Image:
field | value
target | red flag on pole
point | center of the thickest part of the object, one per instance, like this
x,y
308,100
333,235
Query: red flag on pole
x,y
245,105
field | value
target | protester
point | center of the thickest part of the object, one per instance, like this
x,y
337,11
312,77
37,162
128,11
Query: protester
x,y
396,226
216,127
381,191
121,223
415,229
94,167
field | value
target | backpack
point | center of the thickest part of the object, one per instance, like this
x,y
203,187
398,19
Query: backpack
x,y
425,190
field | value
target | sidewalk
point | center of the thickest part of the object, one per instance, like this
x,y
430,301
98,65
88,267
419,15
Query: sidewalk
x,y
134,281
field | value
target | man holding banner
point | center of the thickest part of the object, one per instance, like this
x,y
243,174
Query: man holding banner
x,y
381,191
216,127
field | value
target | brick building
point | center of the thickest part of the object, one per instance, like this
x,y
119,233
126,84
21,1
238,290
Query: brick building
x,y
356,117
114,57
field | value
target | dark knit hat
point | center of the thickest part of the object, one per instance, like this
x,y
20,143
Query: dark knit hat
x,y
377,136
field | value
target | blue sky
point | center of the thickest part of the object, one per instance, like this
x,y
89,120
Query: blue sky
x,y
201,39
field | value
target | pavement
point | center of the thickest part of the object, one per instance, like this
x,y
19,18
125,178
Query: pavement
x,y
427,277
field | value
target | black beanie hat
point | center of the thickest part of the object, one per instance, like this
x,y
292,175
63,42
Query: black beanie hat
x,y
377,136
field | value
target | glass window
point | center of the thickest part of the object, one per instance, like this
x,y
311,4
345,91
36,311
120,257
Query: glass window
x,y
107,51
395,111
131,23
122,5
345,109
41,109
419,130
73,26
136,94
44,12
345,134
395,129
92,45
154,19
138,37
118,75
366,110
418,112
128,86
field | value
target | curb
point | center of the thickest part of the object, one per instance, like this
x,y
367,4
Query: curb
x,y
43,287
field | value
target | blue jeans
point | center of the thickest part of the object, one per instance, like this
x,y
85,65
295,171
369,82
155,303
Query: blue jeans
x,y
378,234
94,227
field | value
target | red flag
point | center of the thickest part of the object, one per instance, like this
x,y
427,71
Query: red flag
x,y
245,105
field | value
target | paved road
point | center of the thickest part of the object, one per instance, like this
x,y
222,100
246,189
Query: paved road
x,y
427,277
+ + +
* Problem description: Transcribe every record above exactly as it appears.

* Answer to this exercise:
Image:
field | value
target | red flag on pole
point | center of the thickest part of the object, one per instance, like this
x,y
308,100
333,235
Query: red flag on pole
x,y
245,105
field | value
target | protester
point | center of the thickest part of the object, one per instance, like this
x,y
337,11
312,77
37,162
128,11
Query: protester
x,y
396,226
216,127
381,191
121,223
415,229
94,167
field | value
target | backpack
point | center of the thickest part of the object, one per instance, like this
x,y
203,187
398,19
Query: backpack
x,y
425,190
field | value
target | sidewalk
point | center of the thickest part of the object, one per instance, like this
x,y
430,301
98,65
88,267
419,15
Query: sidewalk
x,y
134,281
field | value
target | man holding banner
point | center of the thickest part of the object, one per instance, like this
x,y
243,174
Query: man holding banner
x,y
381,191
216,127
field | value
target | brick building
point | center of the thickest part of the object, one per instance, like this
x,y
119,233
126,84
21,1
238,290
Query: brick building
x,y
356,117
114,57
field | value
target | dark knit hat
point | center of the thickest part of the object, one per instance, like this
x,y
20,143
Query: dark knit hat
x,y
377,136
field | value
target | blue sky
point | center of the thickest part of the object, one per instance, like this
x,y
89,120
Query: blue sky
x,y
201,39
field | value
target | pavement
point | center of the thickest part of the object, one per instance, like this
x,y
19,18
125,178
Query: pavement
x,y
427,277
field | value
target | black beanie hat
point | center of the thickest part of the object, one per instance, like this
x,y
292,175
63,42
Query: black beanie hat
x,y
377,136
field | value
target | glass window
point | center of the thickest part of the object, one per instance, like this
x,y
311,4
345,91
36,311
120,257
Query: glass window
x,y
107,51
395,111
131,23
122,5
345,109
41,109
419,130
73,26
136,94
44,12
345,134
395,129
92,45
154,19
138,37
118,75
366,110
418,112
128,86
field | value
target | curb
point | center of the thickest part of the object, one per instance, like this
x,y
367,4
Query: curb
x,y
43,287
field | value
target | blue jeans
point | center of the thickest part of the object, one per instance, like this
x,y
85,65
295,171
369,82
155,303
Query: blue jeans
x,y
378,234
94,227
field | value
target | red flag
point | center of the thickest part of the object, one per instance, like this
x,y
427,71
Query: red flag
x,y
245,105
field | value
target | paved road
point | center of the thickest part of the object, one per instance, like this
x,y
222,100
246,189
Query: paved road
x,y
427,277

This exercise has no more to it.